### Actions to take
a – Does each statement agree with the passage on enyne-enone cyclizations below? (i) The 2'-ethynylchalcone thermolysis in chlorobenzene was run at 180 oC. (ii) The C1-C6 cyclization product has been fully characterized. (iii) The anthracen-9-yl derivative gave the C1-C7 product in 25% yield. Answer yes or no for each, quoting the deciding words.
b – In the passage on enyne-enone cyclizations below, which compound was added that led to additional products forming?
c – Continue the passage on enyne-enone cyclizations below from where it stops.

In a second approach to study diradical forming cyclizations we synthesized and examined thermal reactivity of the phenyl-substituted enyne-enone 2'-ethynylchalcone (Scheme 2).  Thermolysis of this enyne-enone in chlorobenzene at 180 oC readily affords a tandem intramolecular dehydro-Diels-Alder cycloaddition followed by rapid dehydrogenation to afford the benzo[b]fluorenone adduct.  Upon addition of 1,4-cyclohexadiene, however, additional products are formed including the C1-C2 hydrogenated product, C1-C7 diradical cyclization product, and a fourth product speculated to be the corresponding C1-C6 cyclization product.  Unfortunately, the product mixture has proven difficult to separate and, as a result, we have only isolated and fully characterized the Diels-Alder and C1-C7 thermal cyclization products.  Efforts are ongoing to purify and characterize the C1-C6 cyclization product.  Finally, no evidence of the corresponding C2-C7 or C2-C6 cyclization products has been observed.

In effort to prevent the undesired Diels-Alder/dehydrogenation reaction pathway and simplify the product mixture we examined thermolysis of the related anthracen-9-yl derivative (Scheme 3).  With Diels-Alder cycloaddition effectively blocked, the C1-C7 product was isolated as the major product in 25% yield.  No evidence of alternative diradical cyclizations nor Diels-Alder cycloaddition products were observed.  A similar strategy to limit the Diels-Alder/dehydrogenation pathway with a 2,4,6-trimethoxyphenyl substituent located at C1 has not afforded diradical cyclization products upon thermolysis to date.

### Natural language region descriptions
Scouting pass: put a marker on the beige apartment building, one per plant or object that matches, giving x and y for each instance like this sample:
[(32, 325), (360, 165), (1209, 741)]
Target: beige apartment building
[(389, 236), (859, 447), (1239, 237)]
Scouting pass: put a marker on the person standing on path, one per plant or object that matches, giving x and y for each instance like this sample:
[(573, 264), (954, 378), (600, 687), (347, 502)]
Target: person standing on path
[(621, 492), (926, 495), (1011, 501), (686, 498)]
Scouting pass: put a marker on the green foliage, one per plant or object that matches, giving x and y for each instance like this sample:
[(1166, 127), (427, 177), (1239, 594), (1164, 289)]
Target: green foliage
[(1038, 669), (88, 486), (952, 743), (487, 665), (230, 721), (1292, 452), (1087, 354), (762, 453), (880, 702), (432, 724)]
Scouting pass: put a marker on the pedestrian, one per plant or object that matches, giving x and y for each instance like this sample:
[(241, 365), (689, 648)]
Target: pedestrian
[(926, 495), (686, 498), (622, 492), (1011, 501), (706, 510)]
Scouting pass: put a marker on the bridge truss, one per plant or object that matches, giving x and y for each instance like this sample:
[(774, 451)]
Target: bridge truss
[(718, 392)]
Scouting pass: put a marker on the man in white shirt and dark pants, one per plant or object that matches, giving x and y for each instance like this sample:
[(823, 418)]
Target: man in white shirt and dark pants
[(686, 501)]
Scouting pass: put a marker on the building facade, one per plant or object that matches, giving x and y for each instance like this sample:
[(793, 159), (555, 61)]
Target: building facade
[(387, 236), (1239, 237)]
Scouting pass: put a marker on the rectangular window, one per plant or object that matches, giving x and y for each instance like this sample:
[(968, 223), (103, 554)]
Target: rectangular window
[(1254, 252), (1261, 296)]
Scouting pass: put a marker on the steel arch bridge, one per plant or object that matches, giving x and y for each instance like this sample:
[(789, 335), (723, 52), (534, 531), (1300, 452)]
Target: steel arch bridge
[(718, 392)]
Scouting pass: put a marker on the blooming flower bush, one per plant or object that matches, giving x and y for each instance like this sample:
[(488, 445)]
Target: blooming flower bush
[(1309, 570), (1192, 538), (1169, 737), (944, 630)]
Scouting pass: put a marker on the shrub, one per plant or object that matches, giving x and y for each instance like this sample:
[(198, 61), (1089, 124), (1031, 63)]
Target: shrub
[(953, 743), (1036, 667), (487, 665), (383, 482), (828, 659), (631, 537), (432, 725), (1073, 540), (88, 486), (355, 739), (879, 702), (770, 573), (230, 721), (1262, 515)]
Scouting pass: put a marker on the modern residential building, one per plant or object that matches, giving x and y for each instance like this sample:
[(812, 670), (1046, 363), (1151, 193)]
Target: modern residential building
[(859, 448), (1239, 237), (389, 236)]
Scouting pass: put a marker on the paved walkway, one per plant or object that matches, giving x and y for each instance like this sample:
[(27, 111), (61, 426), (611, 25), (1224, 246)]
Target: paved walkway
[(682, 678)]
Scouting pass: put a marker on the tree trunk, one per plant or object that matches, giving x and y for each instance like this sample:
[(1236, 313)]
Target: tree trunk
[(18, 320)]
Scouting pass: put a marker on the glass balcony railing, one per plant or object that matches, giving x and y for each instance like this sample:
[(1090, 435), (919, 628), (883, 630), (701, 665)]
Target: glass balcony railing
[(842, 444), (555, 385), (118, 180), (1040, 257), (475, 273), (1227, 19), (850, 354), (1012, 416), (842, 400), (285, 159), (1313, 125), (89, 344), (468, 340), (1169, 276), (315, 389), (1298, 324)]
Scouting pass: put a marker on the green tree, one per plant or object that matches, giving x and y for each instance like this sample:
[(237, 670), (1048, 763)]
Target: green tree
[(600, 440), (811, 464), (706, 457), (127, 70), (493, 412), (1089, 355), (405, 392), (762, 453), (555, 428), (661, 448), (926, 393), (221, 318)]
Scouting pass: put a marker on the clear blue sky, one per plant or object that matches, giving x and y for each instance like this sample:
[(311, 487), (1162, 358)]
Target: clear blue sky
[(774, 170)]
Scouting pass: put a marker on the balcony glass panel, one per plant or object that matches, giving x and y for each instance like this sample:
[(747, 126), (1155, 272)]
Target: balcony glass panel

### Answers to each task
a –
(i) Yes: "Thermolysis of this enyne-enone in chlorobenzene at 180 oC readily affords a tandem intramolecular dehydro-Diels-Alder cycloaddition"
(ii) No: "we have only isolated and fully characterized the Diels-Alder and C1-C7 thermal cyclization products"
(iii) Yes: "the C1-C7 product was isolated as the major product in 25% yield"

b – 1,4-cyclohexadiene

c –
Isolation of C1-C7 adducts from these enyne-enone derivatives confirms our calculations and represents a previously unreported diradical cyclization pathway similar to their enediyne and enyne-allene cousins.  We are currently exploring the scope of this new reaction channel with alternative C1 and C7 substituents along with modified reaction conditions (temperature, 1,4-cyclohexadiene equivalents, solvent, microwave versus traditional heating).  In addition, year three of the project will examine the synthesis and thermal reactivity of related enyne-ynone derivatives.

Impact on Undergraduates:  During the 2016-2017 academic year a total of ten undergraduate chemistry majors worked on this project with four undergraduate students receiving their degree in spring 2017.  In addition, two undergraduate students worked in the Gherman research group in our department conducting computational studies on enediyne and enyne-enone derivatives we prepared in the laboratory.  Combined, their work resulted in six presentations at the spring 2017 National ACS meeting.  In addition, three undergraduate students who worked on this project during 2016-2017 and two undergraduate students who worked during 2015-2016 are listed as coauthors on a full manuscript submitted to The Journal of Organic Chemistry (submitted September 2017).  Finally, the first undergraduate author listed on the submitted JOC paper participated in our campus McNair’s Scholar Program designed to help prepare underrepresented students for admission to and completion of a Ph.D. program.  This student graduated in spring 2017 and is currently enrolled in the Ph.D. program at UT Austin.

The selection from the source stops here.